— BEGIN Records for this task —

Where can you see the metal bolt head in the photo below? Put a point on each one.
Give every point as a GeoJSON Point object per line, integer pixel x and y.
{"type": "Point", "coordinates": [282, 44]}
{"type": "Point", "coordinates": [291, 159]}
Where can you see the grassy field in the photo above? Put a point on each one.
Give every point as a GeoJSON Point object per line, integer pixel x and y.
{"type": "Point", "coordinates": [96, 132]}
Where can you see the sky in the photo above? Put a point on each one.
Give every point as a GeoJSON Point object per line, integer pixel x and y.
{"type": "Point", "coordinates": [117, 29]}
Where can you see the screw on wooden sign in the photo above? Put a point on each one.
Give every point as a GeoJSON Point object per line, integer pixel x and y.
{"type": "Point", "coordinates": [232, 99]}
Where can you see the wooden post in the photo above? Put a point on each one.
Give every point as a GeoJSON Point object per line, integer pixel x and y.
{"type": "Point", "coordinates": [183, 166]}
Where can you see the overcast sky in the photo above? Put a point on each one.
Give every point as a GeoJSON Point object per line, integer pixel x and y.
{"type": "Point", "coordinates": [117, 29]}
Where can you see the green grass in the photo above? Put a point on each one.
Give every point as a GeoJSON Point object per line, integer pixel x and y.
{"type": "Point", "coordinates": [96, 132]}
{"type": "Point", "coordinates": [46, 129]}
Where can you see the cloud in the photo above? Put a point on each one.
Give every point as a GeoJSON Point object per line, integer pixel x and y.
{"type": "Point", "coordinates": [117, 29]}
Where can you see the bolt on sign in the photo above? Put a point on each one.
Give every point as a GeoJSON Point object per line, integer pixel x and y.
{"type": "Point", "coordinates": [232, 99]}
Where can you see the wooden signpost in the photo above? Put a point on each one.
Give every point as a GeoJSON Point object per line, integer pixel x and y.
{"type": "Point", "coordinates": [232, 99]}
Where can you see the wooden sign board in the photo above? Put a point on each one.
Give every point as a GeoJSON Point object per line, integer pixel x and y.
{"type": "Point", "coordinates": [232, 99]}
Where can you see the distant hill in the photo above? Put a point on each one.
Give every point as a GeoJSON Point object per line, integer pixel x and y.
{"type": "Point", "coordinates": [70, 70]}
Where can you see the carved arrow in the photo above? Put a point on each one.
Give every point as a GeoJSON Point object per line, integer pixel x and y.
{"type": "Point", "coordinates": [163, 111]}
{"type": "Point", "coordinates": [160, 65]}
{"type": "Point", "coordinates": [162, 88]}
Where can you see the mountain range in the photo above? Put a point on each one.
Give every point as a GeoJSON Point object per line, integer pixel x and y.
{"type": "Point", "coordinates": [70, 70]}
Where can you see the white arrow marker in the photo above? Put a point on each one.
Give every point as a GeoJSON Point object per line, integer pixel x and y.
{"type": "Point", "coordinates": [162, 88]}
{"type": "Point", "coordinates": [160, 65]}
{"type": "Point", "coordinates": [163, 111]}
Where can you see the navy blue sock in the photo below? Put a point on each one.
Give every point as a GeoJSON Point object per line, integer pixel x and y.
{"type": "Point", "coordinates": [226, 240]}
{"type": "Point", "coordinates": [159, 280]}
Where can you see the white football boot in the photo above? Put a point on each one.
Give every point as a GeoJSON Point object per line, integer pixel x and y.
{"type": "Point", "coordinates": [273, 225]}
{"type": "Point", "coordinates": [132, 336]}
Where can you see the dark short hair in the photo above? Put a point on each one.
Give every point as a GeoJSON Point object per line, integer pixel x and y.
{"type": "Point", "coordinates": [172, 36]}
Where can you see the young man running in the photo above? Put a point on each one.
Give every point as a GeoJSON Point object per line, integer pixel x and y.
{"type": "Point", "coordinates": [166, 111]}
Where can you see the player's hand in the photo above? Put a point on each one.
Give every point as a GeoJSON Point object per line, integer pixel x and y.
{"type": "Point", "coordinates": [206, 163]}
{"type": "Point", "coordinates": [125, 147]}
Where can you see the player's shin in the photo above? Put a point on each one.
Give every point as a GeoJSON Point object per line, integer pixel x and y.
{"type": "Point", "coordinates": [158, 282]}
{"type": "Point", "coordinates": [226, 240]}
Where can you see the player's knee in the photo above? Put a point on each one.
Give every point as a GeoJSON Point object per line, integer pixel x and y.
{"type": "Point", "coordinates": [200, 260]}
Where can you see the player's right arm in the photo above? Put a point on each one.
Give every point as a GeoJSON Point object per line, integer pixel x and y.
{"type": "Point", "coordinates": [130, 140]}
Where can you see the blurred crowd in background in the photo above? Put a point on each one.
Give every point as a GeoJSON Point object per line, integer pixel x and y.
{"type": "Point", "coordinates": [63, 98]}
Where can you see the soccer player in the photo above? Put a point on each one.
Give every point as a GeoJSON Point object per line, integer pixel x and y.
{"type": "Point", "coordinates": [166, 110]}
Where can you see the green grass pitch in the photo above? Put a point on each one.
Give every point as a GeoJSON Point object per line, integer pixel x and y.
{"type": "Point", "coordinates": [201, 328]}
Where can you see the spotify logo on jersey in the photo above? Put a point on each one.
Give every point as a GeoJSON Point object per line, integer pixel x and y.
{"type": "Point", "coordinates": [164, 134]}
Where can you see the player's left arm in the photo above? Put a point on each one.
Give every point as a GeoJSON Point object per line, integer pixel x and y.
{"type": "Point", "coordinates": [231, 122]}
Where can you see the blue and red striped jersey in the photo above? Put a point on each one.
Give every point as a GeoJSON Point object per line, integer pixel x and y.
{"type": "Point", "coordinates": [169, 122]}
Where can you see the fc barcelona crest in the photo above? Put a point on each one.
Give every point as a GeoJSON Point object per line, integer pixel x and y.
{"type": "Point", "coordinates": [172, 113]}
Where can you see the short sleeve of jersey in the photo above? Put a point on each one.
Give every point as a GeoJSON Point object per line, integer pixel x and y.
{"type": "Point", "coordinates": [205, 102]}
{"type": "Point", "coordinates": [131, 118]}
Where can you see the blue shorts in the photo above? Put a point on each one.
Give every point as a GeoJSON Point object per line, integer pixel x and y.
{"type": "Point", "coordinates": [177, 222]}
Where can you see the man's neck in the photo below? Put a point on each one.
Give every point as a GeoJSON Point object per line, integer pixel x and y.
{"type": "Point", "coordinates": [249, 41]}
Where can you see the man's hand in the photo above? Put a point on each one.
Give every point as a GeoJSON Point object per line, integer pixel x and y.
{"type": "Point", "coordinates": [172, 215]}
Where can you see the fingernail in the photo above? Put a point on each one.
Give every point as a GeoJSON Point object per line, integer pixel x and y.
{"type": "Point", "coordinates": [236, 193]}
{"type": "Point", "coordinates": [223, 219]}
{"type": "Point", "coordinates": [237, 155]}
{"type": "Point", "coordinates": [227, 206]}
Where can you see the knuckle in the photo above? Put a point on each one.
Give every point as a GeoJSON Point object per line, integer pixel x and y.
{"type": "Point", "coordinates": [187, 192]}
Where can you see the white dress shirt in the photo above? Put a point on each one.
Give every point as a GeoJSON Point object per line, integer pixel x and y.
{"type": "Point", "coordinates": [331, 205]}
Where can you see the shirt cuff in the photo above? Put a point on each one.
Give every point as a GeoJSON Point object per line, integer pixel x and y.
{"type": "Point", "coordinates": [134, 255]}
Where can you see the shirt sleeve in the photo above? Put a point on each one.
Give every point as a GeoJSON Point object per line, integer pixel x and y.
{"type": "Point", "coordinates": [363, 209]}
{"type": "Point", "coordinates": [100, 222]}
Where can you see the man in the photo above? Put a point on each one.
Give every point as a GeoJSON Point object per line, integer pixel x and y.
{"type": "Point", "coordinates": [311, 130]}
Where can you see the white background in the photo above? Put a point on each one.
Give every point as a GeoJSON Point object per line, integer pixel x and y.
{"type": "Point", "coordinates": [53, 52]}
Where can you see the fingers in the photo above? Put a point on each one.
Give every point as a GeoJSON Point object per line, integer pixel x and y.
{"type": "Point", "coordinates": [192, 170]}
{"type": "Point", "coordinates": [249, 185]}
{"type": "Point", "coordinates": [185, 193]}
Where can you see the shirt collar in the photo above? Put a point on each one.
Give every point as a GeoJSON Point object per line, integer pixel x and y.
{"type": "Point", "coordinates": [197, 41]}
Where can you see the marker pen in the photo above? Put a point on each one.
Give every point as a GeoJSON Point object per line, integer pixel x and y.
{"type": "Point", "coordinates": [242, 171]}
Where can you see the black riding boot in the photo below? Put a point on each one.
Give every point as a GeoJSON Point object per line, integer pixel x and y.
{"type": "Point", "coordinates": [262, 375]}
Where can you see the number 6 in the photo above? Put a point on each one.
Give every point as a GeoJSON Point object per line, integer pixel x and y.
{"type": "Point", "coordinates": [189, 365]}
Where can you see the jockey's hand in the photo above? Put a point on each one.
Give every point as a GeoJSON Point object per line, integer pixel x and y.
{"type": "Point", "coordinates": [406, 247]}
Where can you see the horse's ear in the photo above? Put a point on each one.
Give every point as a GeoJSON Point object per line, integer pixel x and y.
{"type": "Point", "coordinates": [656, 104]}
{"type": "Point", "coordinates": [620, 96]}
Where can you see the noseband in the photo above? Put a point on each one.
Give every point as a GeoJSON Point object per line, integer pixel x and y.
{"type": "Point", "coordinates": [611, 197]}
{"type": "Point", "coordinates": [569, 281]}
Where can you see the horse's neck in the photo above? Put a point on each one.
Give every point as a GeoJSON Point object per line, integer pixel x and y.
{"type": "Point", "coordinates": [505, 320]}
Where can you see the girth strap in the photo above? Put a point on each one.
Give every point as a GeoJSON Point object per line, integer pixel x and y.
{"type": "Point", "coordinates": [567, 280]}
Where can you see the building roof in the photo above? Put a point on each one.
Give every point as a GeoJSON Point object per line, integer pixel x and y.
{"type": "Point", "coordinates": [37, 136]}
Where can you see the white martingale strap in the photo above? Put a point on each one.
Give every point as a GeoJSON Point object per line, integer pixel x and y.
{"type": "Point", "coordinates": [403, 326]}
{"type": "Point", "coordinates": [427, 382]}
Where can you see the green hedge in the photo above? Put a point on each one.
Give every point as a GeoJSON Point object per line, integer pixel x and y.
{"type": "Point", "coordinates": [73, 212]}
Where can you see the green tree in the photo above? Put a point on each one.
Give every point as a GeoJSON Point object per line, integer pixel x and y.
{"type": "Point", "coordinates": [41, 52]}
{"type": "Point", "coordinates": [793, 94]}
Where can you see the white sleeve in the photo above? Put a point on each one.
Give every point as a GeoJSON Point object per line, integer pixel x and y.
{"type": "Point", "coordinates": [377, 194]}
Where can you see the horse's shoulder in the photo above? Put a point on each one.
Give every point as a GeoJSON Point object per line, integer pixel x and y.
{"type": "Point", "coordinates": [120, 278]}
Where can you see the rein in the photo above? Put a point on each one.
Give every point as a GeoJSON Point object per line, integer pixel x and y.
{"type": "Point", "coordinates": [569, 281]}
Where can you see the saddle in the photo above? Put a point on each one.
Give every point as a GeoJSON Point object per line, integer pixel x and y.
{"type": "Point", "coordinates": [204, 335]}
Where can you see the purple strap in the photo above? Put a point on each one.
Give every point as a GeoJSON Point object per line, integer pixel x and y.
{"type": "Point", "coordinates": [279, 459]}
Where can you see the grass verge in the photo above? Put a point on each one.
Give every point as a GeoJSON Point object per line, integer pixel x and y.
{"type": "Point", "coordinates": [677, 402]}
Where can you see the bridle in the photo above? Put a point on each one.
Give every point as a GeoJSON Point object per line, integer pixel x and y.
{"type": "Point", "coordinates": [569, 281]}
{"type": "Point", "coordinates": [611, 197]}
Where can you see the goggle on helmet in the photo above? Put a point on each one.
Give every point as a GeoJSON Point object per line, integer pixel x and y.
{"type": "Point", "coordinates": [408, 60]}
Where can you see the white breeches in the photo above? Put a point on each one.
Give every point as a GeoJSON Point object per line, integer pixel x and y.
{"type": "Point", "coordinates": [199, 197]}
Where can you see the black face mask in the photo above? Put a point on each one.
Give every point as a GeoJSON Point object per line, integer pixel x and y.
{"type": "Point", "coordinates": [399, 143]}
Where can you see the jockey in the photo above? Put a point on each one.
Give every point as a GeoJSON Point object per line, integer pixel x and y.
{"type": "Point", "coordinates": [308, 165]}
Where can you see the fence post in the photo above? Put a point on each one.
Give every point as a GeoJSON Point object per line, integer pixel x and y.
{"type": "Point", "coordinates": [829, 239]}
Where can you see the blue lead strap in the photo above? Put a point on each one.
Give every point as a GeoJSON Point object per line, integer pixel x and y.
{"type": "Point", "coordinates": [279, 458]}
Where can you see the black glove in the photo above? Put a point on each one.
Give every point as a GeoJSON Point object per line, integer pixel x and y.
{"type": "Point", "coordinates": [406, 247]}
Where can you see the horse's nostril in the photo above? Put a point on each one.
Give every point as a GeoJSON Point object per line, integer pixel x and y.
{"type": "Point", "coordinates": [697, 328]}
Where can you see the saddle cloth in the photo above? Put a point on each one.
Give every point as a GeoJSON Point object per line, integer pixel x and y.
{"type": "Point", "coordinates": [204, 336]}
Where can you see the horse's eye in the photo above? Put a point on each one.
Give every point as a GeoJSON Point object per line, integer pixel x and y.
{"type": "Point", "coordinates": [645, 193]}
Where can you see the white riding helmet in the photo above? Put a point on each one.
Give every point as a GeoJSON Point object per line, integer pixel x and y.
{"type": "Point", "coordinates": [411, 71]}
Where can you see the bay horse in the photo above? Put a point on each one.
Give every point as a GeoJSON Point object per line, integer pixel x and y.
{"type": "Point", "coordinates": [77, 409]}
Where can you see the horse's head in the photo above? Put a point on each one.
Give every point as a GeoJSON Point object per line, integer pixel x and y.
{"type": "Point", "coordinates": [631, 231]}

— END Records for this task —

▶ [The problem]:
Rewrite the lines from the one containing "Where can you see the horse's head" through the last line, putting "horse's forehead" in place of "horse's head" and keeping everything else the same.

▶ [Answer for this exercise]:
Where can you see the horse's forehead in the photo above? Put a point on each one.
Give every point as a GeoJSON Point object per line, integer pixel x and y.
{"type": "Point", "coordinates": [631, 231]}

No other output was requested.